PROVIDED PASSAGE:

Mirkovo (, ) is a village in western Bulgaria, part of Sofia Province. It is the administrative centre of Mirkovo Municipality, which lies in the central eastern part of Sofia Province. The village is located in the eastern part of the Zlatitsa–Pirdop valley, 63 kilometres east of the capital Sofia, at the southern foot of the 1,787-metre Etropolska Baba Peak in the Etropole part of the Balkan Mountains.

WHAT THIS TASK INVOLVES:
Continue the passage about the village of Mirkovo above, picking up after its last sentence.

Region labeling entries
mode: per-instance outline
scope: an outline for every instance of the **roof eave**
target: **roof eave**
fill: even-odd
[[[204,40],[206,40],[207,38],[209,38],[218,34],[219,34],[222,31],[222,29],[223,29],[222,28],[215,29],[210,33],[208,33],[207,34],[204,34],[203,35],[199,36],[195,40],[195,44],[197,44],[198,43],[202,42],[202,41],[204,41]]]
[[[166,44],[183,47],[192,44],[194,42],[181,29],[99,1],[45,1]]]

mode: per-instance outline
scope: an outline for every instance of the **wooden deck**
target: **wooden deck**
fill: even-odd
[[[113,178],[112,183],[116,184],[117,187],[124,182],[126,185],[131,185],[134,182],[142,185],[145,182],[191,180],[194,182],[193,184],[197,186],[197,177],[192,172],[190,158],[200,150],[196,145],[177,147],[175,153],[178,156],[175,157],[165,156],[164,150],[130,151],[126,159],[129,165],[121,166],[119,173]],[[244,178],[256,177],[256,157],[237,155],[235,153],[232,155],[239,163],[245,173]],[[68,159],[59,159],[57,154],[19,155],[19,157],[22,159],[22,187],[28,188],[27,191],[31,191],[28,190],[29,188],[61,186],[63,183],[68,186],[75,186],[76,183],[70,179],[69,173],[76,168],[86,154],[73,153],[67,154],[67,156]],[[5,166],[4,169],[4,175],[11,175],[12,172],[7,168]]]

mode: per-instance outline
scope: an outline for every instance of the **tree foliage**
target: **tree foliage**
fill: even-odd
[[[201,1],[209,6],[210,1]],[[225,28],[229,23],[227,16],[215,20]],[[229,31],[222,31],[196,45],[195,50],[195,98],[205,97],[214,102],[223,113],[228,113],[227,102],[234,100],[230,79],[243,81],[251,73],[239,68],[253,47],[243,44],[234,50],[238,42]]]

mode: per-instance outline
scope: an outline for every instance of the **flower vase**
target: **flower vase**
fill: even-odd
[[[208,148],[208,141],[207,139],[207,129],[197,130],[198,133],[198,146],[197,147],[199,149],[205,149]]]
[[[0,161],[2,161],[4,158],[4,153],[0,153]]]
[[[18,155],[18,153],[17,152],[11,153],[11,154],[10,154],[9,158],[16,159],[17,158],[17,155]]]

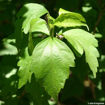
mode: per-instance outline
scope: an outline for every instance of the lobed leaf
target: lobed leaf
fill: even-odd
[[[29,32],[30,22],[34,18],[39,18],[44,14],[48,13],[48,11],[40,4],[37,3],[28,3],[21,8],[18,13],[18,18],[23,18],[23,31],[25,34]]]
[[[41,18],[35,18],[31,20],[29,31],[30,32],[42,32],[46,35],[50,34],[46,21]]]
[[[42,81],[48,94],[56,99],[69,76],[69,67],[74,66],[74,59],[64,42],[49,37],[35,47],[30,70]]]
[[[56,18],[55,26],[57,27],[77,27],[86,26],[86,21],[79,13],[69,12],[64,9],[59,10],[59,16]]]
[[[82,55],[83,50],[85,51],[86,62],[96,77],[99,53],[96,49],[98,42],[95,37],[82,29],[71,29],[64,32],[63,35],[78,53]]]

RESULT FOR THIS TASK:
The surrounding area has been inhabited since the Neolithic, with the Thracians and Romans populating it in Antiquity and the Slavs and Bulgars in the Middle Ages, when it was part of the First Bulgarian Empire and Second Bulgarian Empire. The village itself, however, was first mentioned in Ottoman registers in 1430 and 1751 as Mirkuva; the name is thought to originate from the South Slavic personal name Mirko with the placename suffix -ovo. A monastical school was established in 1825, during the Bulgarian National Revival, and the locals took an active part in the Liberation of Bulgaria, participating in hajduk bands and assisting the Russian forces as opalchentsi in the Russo-Turkish War of 1877-78. The village Bulgarian Orthodox church of Saint Greatmartyr Demetrius was built in 1834 by the masters Minko and Delo.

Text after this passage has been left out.